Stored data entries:

◇ ◇ ◇

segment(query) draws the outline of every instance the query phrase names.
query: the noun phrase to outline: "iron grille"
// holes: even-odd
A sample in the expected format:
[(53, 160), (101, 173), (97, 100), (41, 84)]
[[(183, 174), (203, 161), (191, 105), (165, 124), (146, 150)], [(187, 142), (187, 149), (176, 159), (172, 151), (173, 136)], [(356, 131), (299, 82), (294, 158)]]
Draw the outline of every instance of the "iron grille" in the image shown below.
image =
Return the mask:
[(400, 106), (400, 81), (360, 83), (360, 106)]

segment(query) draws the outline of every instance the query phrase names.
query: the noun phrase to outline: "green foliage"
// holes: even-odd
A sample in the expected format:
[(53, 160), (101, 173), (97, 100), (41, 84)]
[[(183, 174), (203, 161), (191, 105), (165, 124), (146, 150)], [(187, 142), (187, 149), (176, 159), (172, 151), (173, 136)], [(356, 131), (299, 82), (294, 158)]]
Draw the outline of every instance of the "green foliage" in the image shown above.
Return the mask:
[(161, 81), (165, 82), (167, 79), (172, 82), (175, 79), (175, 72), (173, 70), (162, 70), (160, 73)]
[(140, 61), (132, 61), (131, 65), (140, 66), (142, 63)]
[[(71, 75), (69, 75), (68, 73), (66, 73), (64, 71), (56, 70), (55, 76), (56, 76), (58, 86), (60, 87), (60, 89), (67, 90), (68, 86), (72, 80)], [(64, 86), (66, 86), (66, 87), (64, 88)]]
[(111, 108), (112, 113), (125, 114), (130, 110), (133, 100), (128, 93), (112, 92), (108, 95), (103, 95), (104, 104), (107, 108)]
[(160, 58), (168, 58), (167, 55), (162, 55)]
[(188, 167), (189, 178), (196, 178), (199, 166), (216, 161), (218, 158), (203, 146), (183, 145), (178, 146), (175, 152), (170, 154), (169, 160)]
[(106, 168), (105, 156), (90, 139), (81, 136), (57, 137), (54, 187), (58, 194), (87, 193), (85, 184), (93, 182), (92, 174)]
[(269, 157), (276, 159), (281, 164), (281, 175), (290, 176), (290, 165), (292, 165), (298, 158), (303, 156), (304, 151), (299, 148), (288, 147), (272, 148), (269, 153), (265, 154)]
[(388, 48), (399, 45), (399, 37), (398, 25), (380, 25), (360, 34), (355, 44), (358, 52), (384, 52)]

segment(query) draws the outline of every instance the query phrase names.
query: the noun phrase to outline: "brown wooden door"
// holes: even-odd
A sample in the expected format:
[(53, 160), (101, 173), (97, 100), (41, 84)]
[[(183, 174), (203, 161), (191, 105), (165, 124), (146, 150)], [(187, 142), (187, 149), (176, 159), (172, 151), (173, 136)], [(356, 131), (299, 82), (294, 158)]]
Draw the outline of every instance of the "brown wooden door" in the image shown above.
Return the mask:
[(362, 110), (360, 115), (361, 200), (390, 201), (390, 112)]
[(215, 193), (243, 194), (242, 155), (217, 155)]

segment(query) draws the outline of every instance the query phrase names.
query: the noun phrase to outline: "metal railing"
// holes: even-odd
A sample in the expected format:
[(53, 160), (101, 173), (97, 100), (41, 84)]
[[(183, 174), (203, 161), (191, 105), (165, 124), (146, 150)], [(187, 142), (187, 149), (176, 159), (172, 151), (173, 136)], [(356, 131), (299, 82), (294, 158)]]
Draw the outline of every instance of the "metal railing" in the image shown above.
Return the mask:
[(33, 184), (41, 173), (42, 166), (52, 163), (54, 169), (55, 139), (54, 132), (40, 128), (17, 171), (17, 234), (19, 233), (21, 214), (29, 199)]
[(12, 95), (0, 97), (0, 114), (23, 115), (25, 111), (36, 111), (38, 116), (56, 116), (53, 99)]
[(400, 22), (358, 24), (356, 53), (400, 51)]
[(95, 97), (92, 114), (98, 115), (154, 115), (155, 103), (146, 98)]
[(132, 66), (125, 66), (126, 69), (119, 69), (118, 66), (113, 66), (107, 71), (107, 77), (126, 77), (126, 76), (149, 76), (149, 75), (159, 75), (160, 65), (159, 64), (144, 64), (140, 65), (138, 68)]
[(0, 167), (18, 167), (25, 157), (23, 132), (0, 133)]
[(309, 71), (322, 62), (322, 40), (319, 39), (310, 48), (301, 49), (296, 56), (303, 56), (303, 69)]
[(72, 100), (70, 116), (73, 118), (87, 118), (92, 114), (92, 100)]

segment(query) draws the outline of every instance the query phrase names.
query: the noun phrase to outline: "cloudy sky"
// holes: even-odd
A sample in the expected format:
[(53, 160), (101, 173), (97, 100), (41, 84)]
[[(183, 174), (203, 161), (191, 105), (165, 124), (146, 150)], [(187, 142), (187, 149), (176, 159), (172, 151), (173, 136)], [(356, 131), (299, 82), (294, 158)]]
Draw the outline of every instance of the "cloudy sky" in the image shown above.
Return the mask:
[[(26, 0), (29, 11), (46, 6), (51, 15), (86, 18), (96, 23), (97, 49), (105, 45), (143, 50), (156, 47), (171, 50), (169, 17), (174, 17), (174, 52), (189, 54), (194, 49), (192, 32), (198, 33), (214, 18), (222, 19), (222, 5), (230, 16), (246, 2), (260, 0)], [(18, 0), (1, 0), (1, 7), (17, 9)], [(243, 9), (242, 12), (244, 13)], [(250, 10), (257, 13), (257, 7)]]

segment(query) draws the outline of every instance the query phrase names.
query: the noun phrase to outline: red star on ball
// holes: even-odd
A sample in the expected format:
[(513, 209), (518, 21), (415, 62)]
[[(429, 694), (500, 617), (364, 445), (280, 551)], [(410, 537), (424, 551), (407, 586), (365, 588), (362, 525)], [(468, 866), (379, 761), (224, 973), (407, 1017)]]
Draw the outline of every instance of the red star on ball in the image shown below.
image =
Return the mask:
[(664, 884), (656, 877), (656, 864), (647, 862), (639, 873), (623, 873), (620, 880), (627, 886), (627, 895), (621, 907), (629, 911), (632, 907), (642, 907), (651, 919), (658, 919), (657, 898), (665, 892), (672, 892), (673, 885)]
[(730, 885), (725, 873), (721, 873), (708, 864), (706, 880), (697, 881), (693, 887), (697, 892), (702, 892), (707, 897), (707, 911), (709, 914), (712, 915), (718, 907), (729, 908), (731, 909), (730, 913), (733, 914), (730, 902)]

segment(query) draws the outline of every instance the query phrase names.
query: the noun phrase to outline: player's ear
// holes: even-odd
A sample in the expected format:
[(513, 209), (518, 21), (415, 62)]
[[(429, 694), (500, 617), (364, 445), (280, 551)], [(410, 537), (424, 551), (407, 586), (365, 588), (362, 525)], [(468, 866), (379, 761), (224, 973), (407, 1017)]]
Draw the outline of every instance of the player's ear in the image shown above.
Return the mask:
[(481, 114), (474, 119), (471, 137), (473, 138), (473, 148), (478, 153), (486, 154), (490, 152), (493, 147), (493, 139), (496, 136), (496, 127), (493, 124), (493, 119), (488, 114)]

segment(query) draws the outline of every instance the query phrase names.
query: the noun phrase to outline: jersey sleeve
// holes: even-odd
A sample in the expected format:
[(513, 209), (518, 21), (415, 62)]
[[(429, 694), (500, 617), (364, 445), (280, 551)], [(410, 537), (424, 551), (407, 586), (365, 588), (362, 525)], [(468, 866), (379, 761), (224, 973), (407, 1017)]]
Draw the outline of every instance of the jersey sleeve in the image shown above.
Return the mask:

◇ ◇ ◇

Return every entry exactly; no line may be missing.

segment(query) draws the outline of every instance the query phrase names.
query: the noun phrase to outline: "iron grille"
// holes: even-odd
A sample in the expected format:
[(53, 160), (101, 173), (97, 100), (41, 84)]
[[(183, 174), (203, 161), (191, 105), (165, 124), (146, 150)], [(187, 142), (187, 149), (176, 159), (172, 151), (173, 136)], [(356, 131), (299, 82), (294, 158)]]
Draw the outline of every instance of the "iron grille" in the image shown below.
image =
Return the mask:
[(400, 106), (400, 81), (360, 83), (360, 106)]

segment(query) draws the outline of every instance the query phrase names.
query: the noun phrase to outline: "green foliage"
// holes: even-odd
A sample in the expected format:
[(53, 160), (101, 173), (97, 100), (41, 84)]
[[(183, 174), (203, 161), (191, 105), (165, 124), (146, 150)], [(187, 142), (187, 149), (176, 159), (172, 151), (173, 136)], [(356, 131), (299, 82), (294, 158)]]
Draw the outline of every instance of the "green foliage" in the image shown above.
Return the mask:
[(161, 81), (165, 82), (167, 79), (172, 82), (175, 79), (175, 72), (173, 70), (162, 70), (160, 73)]
[(140, 61), (132, 61), (131, 65), (140, 66), (142, 63)]
[[(71, 75), (69, 75), (68, 73), (66, 73), (64, 71), (56, 70), (55, 76), (56, 76), (58, 86), (60, 87), (60, 89), (67, 90), (68, 86), (72, 80)], [(64, 86), (66, 86), (66, 87), (64, 88)]]
[(111, 108), (112, 113), (125, 114), (130, 110), (133, 100), (128, 93), (112, 92), (108, 95), (103, 95), (104, 104), (107, 108)]
[(160, 58), (168, 58), (167, 55), (162, 55)]
[(188, 167), (189, 178), (196, 178), (199, 166), (216, 161), (218, 158), (203, 146), (183, 145), (178, 146), (175, 152), (170, 154), (169, 160)]
[(106, 168), (105, 156), (90, 139), (81, 136), (57, 137), (54, 187), (58, 194), (87, 193), (85, 184), (93, 182), (92, 174)]
[(269, 157), (276, 159), (281, 164), (281, 175), (290, 176), (290, 165), (292, 165), (298, 158), (303, 156), (304, 151), (299, 148), (288, 147), (272, 148), (269, 153), (265, 154)]
[(388, 48), (399, 45), (399, 37), (398, 25), (380, 25), (360, 34), (355, 44), (358, 52), (384, 52)]

segment(query) draws the outline of every instance the query phrase names.
query: the noun phrase to outline: "brown wooden door"
// holes: even-odd
A sample in the expected format:
[(53, 160), (101, 173), (97, 100), (41, 84)]
[[(183, 174), (203, 161), (191, 105), (165, 124), (146, 150)], [(187, 142), (187, 149), (176, 159), (172, 151), (173, 136)], [(356, 131), (299, 82), (294, 158)]]
Draw the outline of every instance of the "brown wooden door" in the image shown above.
Return the mask:
[(362, 110), (360, 115), (361, 200), (390, 201), (390, 112)]
[(215, 193), (243, 194), (242, 155), (217, 155)]

segment(query) draws the outline of every instance the query phrase names.
query: the noun phrase to outline: "metal railing"
// holes: even-odd
A sample in the expected format:
[(53, 160), (101, 173), (97, 100), (41, 84)]
[[(183, 174), (203, 161), (191, 105), (165, 124), (146, 150)], [(187, 142), (187, 149), (176, 159), (172, 151), (173, 136)], [(356, 131), (299, 82), (294, 158)]]
Draw the outline of every instance of the "metal railing" in the image shown above.
Return the mask:
[(33, 184), (41, 173), (42, 166), (52, 163), (54, 169), (55, 139), (54, 132), (40, 128), (17, 171), (17, 234), (19, 233), (21, 214), (29, 199)]
[(12, 95), (0, 97), (0, 114), (23, 115), (25, 111), (36, 111), (38, 116), (56, 116), (53, 99)]
[(400, 22), (358, 24), (356, 53), (400, 51)]
[(95, 97), (92, 114), (98, 115), (154, 115), (155, 103), (146, 98)]
[(132, 66), (125, 66), (126, 69), (119, 69), (118, 66), (113, 66), (107, 71), (107, 77), (126, 77), (126, 76), (149, 76), (149, 75), (159, 75), (160, 65), (159, 64), (144, 64), (140, 65), (138, 68)]
[(0, 167), (18, 167), (25, 157), (23, 132), (0, 133)]
[(309, 71), (322, 62), (322, 40), (319, 39), (310, 48), (301, 49), (296, 56), (303, 56), (303, 69)]
[(72, 100), (70, 116), (73, 118), (87, 118), (92, 114), (92, 100)]

segment(query) draws the outline of every instance the query phrase names.
query: the noun phrase to outline: "cloudy sky"
// holes: even-odd
A sample in the expected format:
[(53, 160), (101, 173), (97, 100), (41, 84)]
[[(183, 174), (203, 161), (191, 105), (165, 124), (146, 150)], [(187, 142), (187, 149), (176, 159), (172, 151), (173, 136)], [(356, 131), (299, 82), (294, 158)]]
Draw the outline of every instance of the "cloudy sky" in the image shown above.
Return the mask:
[[(26, 0), (29, 11), (46, 6), (51, 15), (86, 18), (96, 23), (97, 49), (105, 45), (143, 50), (156, 47), (171, 50), (169, 17), (174, 17), (174, 52), (189, 54), (194, 49), (192, 32), (198, 33), (214, 18), (222, 19), (222, 5), (230, 16), (246, 2), (260, 0)], [(18, 0), (1, 0), (1, 7), (17, 9)], [(243, 9), (242, 12), (244, 13)], [(250, 10), (257, 13), (257, 7)]]

segment(query) draws the outline of every instance the query phrase names.
query: the noun phrase to outline: red star on ball
// holes: even-odd
A sample in the expected format:
[(513, 209), (518, 21), (415, 62)]
[[(429, 694), (500, 617), (364, 445), (280, 551)], [(410, 537), (424, 551), (407, 586), (365, 588), (362, 525)], [(468, 866), (379, 761), (224, 973), (407, 1017)]]
Draw the outline of every instance of the red star on ball in the image shown below.
image =
Return the mask:
[(664, 884), (656, 877), (656, 864), (647, 862), (639, 873), (623, 873), (620, 880), (627, 886), (627, 895), (621, 907), (629, 911), (632, 907), (642, 907), (651, 919), (658, 919), (657, 898), (665, 892), (672, 892), (673, 885)]
[(730, 885), (725, 873), (721, 873), (708, 864), (706, 880), (697, 881), (693, 887), (697, 892), (702, 892), (707, 897), (707, 911), (709, 914), (712, 915), (718, 907), (729, 908), (731, 909), (730, 913), (733, 914), (730, 902)]

segment(query) draws the outline of every instance the query phrase names.
query: the noun phrase to outline: player's ear
// holes: even-odd
A sample in the expected format:
[(513, 209), (518, 21), (415, 62)]
[[(429, 694), (500, 617), (364, 445), (280, 551)], [(410, 537), (424, 551), (407, 586), (365, 588), (362, 525)], [(468, 866), (379, 761), (224, 973), (407, 1017)]]
Draw the outline of every instance of the player's ear in the image shown above.
Return the mask:
[(481, 114), (474, 119), (471, 137), (473, 138), (473, 148), (478, 153), (486, 154), (490, 152), (493, 147), (493, 139), (496, 136), (496, 127), (493, 124), (493, 119), (488, 114)]

segment(query) draws the outline of every instance the query phrase names.
query: the noun phrase to outline: jersey sleeve
// holes: even-odd
A sample in the expected format:
[(513, 209), (518, 21), (415, 62)]
[[(429, 694), (500, 617), (364, 445), (280, 551)], [(410, 537), (424, 551), (407, 586), (365, 588), (362, 525)], [(468, 866), (379, 761), (224, 973), (407, 1017)]]
Draw the outline of every instance of the jersey sleeve in the image shown above.
Return the mask:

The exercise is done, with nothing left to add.